◆ Requirements:
Leave out the pictures and copy every record exactly.

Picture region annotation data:

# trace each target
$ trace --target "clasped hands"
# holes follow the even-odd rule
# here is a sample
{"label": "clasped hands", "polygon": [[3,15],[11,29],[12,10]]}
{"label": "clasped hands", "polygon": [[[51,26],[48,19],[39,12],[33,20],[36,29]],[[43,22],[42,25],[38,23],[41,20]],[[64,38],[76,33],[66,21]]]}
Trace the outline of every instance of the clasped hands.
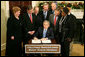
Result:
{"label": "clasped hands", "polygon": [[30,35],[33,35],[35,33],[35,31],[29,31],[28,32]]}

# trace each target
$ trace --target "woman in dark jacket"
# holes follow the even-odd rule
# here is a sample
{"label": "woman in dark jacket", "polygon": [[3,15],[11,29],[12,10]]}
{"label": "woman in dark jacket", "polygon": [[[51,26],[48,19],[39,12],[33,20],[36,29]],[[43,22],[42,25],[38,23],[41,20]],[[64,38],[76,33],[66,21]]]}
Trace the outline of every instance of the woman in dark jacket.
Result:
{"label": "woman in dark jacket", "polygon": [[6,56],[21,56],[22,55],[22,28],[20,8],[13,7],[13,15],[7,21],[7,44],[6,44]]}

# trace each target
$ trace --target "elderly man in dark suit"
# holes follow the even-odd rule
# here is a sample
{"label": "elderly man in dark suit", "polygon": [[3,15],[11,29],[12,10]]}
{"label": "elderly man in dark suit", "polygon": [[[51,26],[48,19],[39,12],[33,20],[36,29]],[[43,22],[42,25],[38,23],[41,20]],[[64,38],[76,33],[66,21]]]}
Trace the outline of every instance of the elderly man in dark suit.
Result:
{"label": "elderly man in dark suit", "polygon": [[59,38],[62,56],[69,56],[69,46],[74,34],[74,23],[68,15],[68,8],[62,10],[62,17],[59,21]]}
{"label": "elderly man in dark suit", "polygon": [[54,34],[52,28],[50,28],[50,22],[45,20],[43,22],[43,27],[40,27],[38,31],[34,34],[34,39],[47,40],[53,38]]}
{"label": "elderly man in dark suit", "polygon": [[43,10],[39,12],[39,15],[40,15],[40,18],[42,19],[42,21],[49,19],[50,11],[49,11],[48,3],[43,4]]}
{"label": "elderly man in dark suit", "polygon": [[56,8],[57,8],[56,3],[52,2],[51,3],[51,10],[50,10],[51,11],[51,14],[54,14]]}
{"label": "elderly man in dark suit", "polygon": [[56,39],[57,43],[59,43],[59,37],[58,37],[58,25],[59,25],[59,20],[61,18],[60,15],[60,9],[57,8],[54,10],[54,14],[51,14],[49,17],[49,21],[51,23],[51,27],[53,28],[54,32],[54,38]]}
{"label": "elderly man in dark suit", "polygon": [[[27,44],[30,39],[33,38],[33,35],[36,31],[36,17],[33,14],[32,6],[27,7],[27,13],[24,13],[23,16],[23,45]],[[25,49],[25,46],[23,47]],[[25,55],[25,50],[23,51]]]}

◆ Answer:
# trace each target
$ trace --target "clasped hands"
# holes follow the even-odd rule
# here is a sample
{"label": "clasped hands", "polygon": [[3,15],[11,29],[12,10]]}
{"label": "clasped hands", "polygon": [[[51,26],[48,19],[39,12],[33,20],[36,29]],[[43,22],[42,25],[38,23],[41,20]],[[64,38],[76,33],[66,21]]]}
Trace the outline of every instance of the clasped hands.
Result:
{"label": "clasped hands", "polygon": [[30,35],[33,35],[35,33],[35,31],[29,31],[28,32]]}

# trace each target
$ trace --target "woman in dark jacket"
# holes follow the even-odd rule
# here is a sample
{"label": "woman in dark jacket", "polygon": [[3,15],[11,29],[12,10]]}
{"label": "woman in dark jacket", "polygon": [[[51,26],[48,19],[39,12],[33,20],[36,29]],[[43,22],[42,25],[38,23],[41,20]],[[64,38],[76,33],[66,21]]]}
Trace the outline of every instance of the woman in dark jacket.
Result:
{"label": "woman in dark jacket", "polygon": [[6,56],[21,56],[22,55],[22,28],[20,8],[13,7],[13,15],[7,21],[7,44],[6,44]]}

# trace each target
$ trace --target "elderly man in dark suit"
# holes follow the even-odd rule
# here is a sample
{"label": "elderly man in dark suit", "polygon": [[3,15],[11,29],[12,10]]}
{"label": "elderly man in dark suit", "polygon": [[[51,26],[48,19],[39,12],[33,20],[36,29]],[[43,22],[42,25],[38,23],[41,20]],[[64,38],[76,33],[66,21]]]}
Trace the outline of every instance of the elderly man in dark suit.
Result:
{"label": "elderly man in dark suit", "polygon": [[59,38],[62,56],[69,56],[69,46],[74,34],[74,23],[68,15],[68,8],[62,10],[62,17],[59,21]]}
{"label": "elderly man in dark suit", "polygon": [[54,34],[52,28],[50,28],[50,22],[45,20],[43,22],[43,27],[40,27],[38,31],[34,34],[34,39],[47,40],[53,38]]}
{"label": "elderly man in dark suit", "polygon": [[43,10],[39,12],[39,15],[40,15],[40,18],[42,19],[42,21],[49,19],[50,11],[49,11],[48,3],[43,4]]}
{"label": "elderly man in dark suit", "polygon": [[56,8],[57,8],[56,3],[52,2],[51,3],[51,10],[50,10],[51,11],[51,14],[54,14]]}
{"label": "elderly man in dark suit", "polygon": [[56,39],[57,43],[59,43],[59,37],[58,37],[58,25],[59,25],[59,20],[61,18],[60,15],[60,9],[57,8],[54,10],[54,14],[51,14],[49,17],[49,21],[51,23],[51,27],[53,28],[54,32],[54,38]]}
{"label": "elderly man in dark suit", "polygon": [[[27,44],[30,39],[33,38],[33,35],[36,31],[36,17],[33,14],[32,6],[27,7],[27,13],[24,13],[23,16],[23,45]],[[25,49],[25,46],[23,47]],[[25,55],[25,50],[23,51]]]}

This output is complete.